* **SHORT PROBLEM**
Copy out the stretch from the line containing "of the seed" through the end of the rows, changing "seed pile" to "grain heap" and leaving everything else as it is.

* **EXCERPTED DATA**
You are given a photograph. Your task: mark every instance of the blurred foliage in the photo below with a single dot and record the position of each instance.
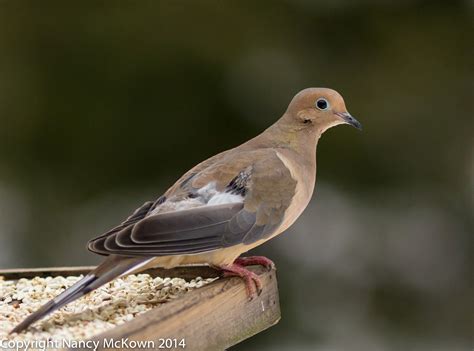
(103, 104)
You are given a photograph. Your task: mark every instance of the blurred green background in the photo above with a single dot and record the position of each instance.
(103, 104)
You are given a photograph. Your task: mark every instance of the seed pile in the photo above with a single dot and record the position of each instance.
(112, 304)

* **TASK RESULT**
You are given a photograph. Your task: mark every instance of the grain heap in the photo above with a single dot and record the position of each instance.
(112, 304)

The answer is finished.